INSTRUCTIONS FOR THE TASK: Please render every line of the entries below as a JSON list of strings, one string per line, skipping blank lines and leaving out the pictures.

Start of DATASET

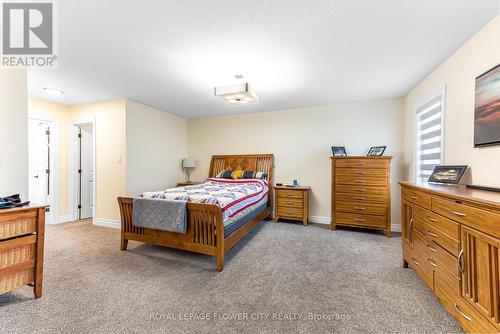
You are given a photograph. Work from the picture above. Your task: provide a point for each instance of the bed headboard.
(256, 162)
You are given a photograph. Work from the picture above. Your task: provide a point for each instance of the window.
(429, 143)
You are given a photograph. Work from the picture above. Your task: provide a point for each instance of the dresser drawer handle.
(462, 314)
(458, 213)
(460, 261)
(432, 263)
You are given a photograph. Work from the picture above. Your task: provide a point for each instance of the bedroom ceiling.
(171, 54)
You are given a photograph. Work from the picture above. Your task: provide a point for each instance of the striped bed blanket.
(233, 196)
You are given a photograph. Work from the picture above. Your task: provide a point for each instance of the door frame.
(55, 218)
(73, 163)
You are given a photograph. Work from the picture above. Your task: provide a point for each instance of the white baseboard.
(106, 223)
(319, 220)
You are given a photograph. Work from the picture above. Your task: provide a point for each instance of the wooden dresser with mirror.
(451, 238)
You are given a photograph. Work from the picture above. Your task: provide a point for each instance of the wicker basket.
(17, 227)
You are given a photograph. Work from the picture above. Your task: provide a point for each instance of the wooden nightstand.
(183, 184)
(292, 203)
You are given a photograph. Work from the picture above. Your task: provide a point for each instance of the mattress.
(233, 196)
(240, 219)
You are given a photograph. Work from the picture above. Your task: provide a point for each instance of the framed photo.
(487, 108)
(376, 151)
(447, 174)
(339, 151)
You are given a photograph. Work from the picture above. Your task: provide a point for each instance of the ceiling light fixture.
(53, 91)
(237, 94)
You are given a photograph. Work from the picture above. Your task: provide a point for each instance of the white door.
(87, 172)
(38, 161)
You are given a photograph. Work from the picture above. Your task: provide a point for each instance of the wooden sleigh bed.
(205, 228)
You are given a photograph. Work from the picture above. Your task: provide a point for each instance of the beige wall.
(458, 74)
(156, 143)
(61, 113)
(109, 132)
(301, 139)
(13, 133)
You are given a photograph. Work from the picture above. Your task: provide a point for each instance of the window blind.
(429, 126)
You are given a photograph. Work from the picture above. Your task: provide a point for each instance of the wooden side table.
(183, 184)
(292, 203)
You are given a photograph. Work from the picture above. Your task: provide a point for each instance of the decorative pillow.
(239, 174)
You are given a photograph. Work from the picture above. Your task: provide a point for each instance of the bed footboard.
(204, 232)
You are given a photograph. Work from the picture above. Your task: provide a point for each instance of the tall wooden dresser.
(22, 233)
(451, 238)
(361, 192)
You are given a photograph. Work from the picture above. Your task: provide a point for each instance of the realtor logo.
(27, 34)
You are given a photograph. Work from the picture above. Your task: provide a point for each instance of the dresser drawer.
(287, 202)
(361, 163)
(361, 197)
(361, 180)
(290, 194)
(17, 224)
(447, 226)
(373, 172)
(361, 190)
(361, 208)
(342, 218)
(486, 221)
(471, 320)
(434, 234)
(293, 213)
(18, 250)
(416, 197)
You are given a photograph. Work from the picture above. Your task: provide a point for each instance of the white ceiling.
(295, 53)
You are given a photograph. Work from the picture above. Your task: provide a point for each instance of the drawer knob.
(432, 249)
(458, 213)
(461, 313)
(431, 233)
(432, 263)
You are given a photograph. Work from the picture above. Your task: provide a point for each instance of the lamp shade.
(188, 163)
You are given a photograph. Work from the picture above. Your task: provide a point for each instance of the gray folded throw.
(160, 214)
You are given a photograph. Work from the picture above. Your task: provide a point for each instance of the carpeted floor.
(280, 278)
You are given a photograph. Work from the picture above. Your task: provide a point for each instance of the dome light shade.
(237, 94)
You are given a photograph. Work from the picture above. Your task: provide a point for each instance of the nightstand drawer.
(290, 193)
(290, 202)
(290, 213)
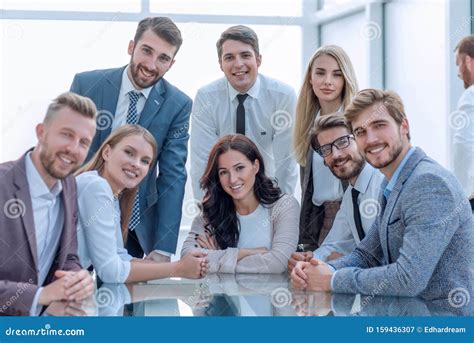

End of DATASET

EXERCISE RESULT:
[
  "You are given a photograph. Work from the picture above. Your task: provide a point for each instance of the bed headboard.",
  "(256, 162)",
  "You are given a photograph. Work from the picture above. Your task: provide a point for each instance of the window.",
  "(429, 143)",
  "You are given a photograph. Work from the picture above. Your task: provide a point for each instance of the dresser drawer handle.",
  "(462, 314)",
  "(458, 213)",
  "(460, 261)",
  "(432, 263)",
  "You are given a photograph. Work from the picture above. Your task: provide a point for each instance of the bedroom ceiling.",
  "(171, 54)",
  "You are given a photograph. Work from the picture above. Your task: provide a point for each instance of the striped bed blanket.",
  "(233, 196)",
  "You are given a photograph. Work from the picture above. Your task: provide a point for each instance of the door frame.",
  "(55, 218)",
  "(73, 163)",
  "You are given a photograph. Work from the picture above. Your task: provide a point for each instance of the white baseboard.",
  "(106, 223)",
  "(319, 220)",
  "You are given a photograph. Work from the picture above. Your task: provide a point for each instance of the wooden dresser with mirror.",
  "(451, 238)",
  "You are given a photograph. Work from the picture above. Your task: provide a point for each instance of the wicker basket.",
  "(17, 227)",
  "You are given a photograph. Work from the picture above. Your task: provide a point for each instance of the wooden nightstand.",
  "(183, 184)",
  "(292, 203)",
  "You are given a photograph. Work from the picture above. Your task: provide a point for each instance of the mattress.",
  "(233, 196)",
  "(240, 219)",
  "You are given a photograph. Work from the picture above. Your task: provide a point for each instance of the framed photo.",
  "(487, 108)",
  "(376, 151)",
  "(447, 174)",
  "(339, 151)",
  "You are given a photograph. Work from the picture above. Your task: provide a point for each instance of the ceiling light fixture.",
  "(53, 91)",
  "(237, 94)",
  "You are given a photograph. Work from the picture above. Your task: provide a point for each instance of the white door.",
  "(87, 172)",
  "(38, 161)",
  "You are given a photograph. Work from the picture above. Your task: provide a point for each instance of the wooden sleigh bed.",
  "(205, 228)",
  "You are given a photograph. Work from the picture above. Your task: provide a point for each instance of the beige wall.",
  "(458, 74)",
  "(156, 143)",
  "(61, 113)",
  "(109, 132)",
  "(301, 139)",
  "(13, 133)",
  "You are given a photograph. Work from the picture above. Your task: provide a point for each instance of the window blind.",
  "(429, 126)",
  "You are given a photograph. Work from the picture above. Your task: provide a point for each instance of the wooden side table.",
  "(183, 184)",
  "(292, 203)",
  "You are given a photograph. Work from the picture above. Your task: provide a point for each instance of the decorative pillow.",
  "(239, 174)",
  "You are given a photograph. Work from the picture above. Your task: provide a point for each instance of the bed footboard.",
  "(204, 232)",
  "You are given a photograph. Work from the picture above. Your task: provide a point for each instance of the tall wooden dresser.",
  "(22, 233)",
  "(451, 238)",
  "(361, 192)",
  "You are given a photograph. Work from the picture above. Your task: provide a point for each instance of the realtor logo.",
  "(27, 34)",
  "You are given a photograph. Work from the picture above. Your task: provide a point for each instance of the dresser drawer.",
  "(287, 202)",
  "(361, 163)",
  "(361, 197)",
  "(361, 180)",
  "(290, 194)",
  "(17, 224)",
  "(447, 226)",
  "(373, 172)",
  "(361, 190)",
  "(361, 208)",
  "(342, 218)",
  "(486, 221)",
  "(471, 320)",
  "(434, 234)",
  "(293, 213)",
  "(18, 250)",
  "(416, 197)",
  "You are given a photograph. Work from the picture above. Your task: provide a point for each instance of the white ceiling.",
  "(295, 53)",
  "You are given a photograph. Work from the picture above. Your task: provide a point for each instance of the drawer knob.",
  "(432, 249)",
  "(458, 213)",
  "(461, 313)",
  "(431, 233)",
  "(432, 263)",
  "You are given a photograph. Work from the picture above. Your task: provide a point for each instance of the lamp shade.",
  "(188, 163)",
  "You are given a photograph. Work from the picture above. Your task: provide a point for each instance of the gray folded throw.",
  "(160, 214)",
  "You are given a photograph. Work from the picture above. Your task: provide a point for each instance of the carpeted floor.",
  "(280, 278)",
  "You are given a photograph. Work from the picture above. Your task: provide a point for each instance of the dome light shade.",
  "(237, 94)",
  "You are given a photograph. Work from the picture above. Your task: provide a point for each instance of the nightstand drawer.",
  "(290, 193)",
  "(290, 202)",
  "(290, 213)"
]